#### Record list:
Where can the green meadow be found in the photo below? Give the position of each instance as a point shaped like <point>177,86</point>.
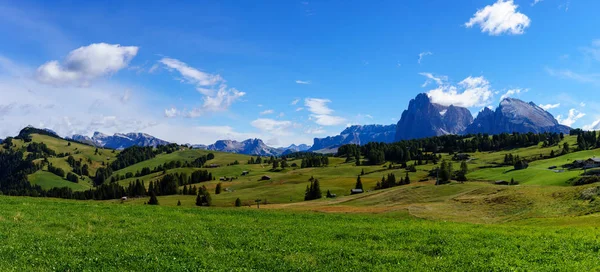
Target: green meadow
<point>61,235</point>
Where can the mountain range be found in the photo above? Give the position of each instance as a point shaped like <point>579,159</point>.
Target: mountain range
<point>424,118</point>
<point>119,140</point>
<point>356,135</point>
<point>421,119</point>
<point>514,115</point>
<point>254,147</point>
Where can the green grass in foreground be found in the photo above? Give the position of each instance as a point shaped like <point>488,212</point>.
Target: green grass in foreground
<point>49,180</point>
<point>50,234</point>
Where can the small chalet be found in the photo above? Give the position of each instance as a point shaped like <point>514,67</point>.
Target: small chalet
<point>356,191</point>
<point>461,157</point>
<point>587,164</point>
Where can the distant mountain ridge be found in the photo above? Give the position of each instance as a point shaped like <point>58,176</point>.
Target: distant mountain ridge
<point>426,119</point>
<point>421,119</point>
<point>254,147</point>
<point>514,115</point>
<point>358,134</point>
<point>119,140</point>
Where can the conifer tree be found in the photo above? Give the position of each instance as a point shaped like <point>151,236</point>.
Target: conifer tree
<point>198,200</point>
<point>218,189</point>
<point>153,200</point>
<point>358,183</point>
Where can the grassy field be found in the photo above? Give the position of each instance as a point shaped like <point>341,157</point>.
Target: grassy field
<point>48,180</point>
<point>50,234</point>
<point>288,185</point>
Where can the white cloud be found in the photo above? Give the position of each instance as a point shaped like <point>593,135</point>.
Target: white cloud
<point>265,112</point>
<point>328,120</point>
<point>321,113</point>
<point>191,74</point>
<point>423,54</point>
<point>86,63</point>
<point>274,127</point>
<point>222,100</point>
<point>475,91</point>
<point>439,80</point>
<point>172,112</point>
<point>512,92</point>
<point>126,96</point>
<point>574,115</point>
<point>318,105</point>
<point>216,98</point>
<point>318,130</point>
<point>26,101</point>
<point>535,2</point>
<point>593,126</point>
<point>550,106</point>
<point>593,51</point>
<point>499,18</point>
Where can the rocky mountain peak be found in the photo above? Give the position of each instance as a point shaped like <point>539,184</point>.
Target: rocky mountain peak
<point>426,119</point>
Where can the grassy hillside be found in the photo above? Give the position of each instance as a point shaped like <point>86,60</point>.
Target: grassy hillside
<point>48,180</point>
<point>51,234</point>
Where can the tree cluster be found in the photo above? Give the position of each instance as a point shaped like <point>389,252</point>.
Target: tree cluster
<point>203,198</point>
<point>391,181</point>
<point>314,160</point>
<point>313,191</point>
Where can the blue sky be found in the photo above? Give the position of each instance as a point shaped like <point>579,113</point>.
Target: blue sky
<point>287,71</point>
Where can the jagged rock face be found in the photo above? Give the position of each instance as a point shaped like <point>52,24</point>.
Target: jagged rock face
<point>425,119</point>
<point>357,135</point>
<point>120,141</point>
<point>249,147</point>
<point>297,148</point>
<point>456,119</point>
<point>514,115</point>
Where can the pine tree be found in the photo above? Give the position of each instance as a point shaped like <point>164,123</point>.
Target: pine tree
<point>358,183</point>
<point>198,200</point>
<point>218,189</point>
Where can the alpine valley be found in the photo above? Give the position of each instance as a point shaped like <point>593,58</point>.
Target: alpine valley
<point>421,119</point>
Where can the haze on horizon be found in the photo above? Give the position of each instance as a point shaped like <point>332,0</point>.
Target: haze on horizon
<point>287,72</point>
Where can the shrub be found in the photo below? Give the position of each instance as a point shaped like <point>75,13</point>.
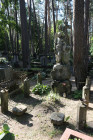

#### Problem to solve:
Identify each line in the items above that contains the string "cluster", and copy those lines.

#### Exercise solution:
Where can the tree cluster be found in the photo above? Give the position of each instance as a point shaped like <point>389,252</point>.
Target: tree cluster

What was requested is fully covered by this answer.